*AANGELEVERDE GEGEVENS*
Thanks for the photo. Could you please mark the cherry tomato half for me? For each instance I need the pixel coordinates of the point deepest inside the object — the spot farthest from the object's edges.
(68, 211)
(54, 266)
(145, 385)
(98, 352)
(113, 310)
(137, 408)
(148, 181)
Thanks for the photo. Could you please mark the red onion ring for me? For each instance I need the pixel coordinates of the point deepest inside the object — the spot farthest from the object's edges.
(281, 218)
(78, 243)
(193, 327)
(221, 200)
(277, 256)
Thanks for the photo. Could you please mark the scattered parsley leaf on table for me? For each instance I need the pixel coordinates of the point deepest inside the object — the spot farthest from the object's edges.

*WAT JE DOET*
Geef alle gegevens hierboven woord voor woord terug.

*RESULTAAT*
Thanks for the photo. Could you please mark the cherry tomato half for me? For each instance I need the pixel coordinates of the point deepest inside the object — the spot farthest from the object's edges.
(68, 211)
(54, 266)
(145, 385)
(98, 352)
(113, 310)
(137, 408)
(148, 181)
Thanks for the photo. Could you please mark the red onion ring for me? For each instance I need the pixel coordinates of the point deepest inside the object — the spot farthest from the object's edges.
(281, 218)
(78, 243)
(193, 327)
(221, 200)
(277, 256)
Thanks for the photo. Could you please mark the scattered parsley leaf on table for me? For each instance I need the pixel coordinates of the point deepest inside the object — the spot farthest from the object's edges.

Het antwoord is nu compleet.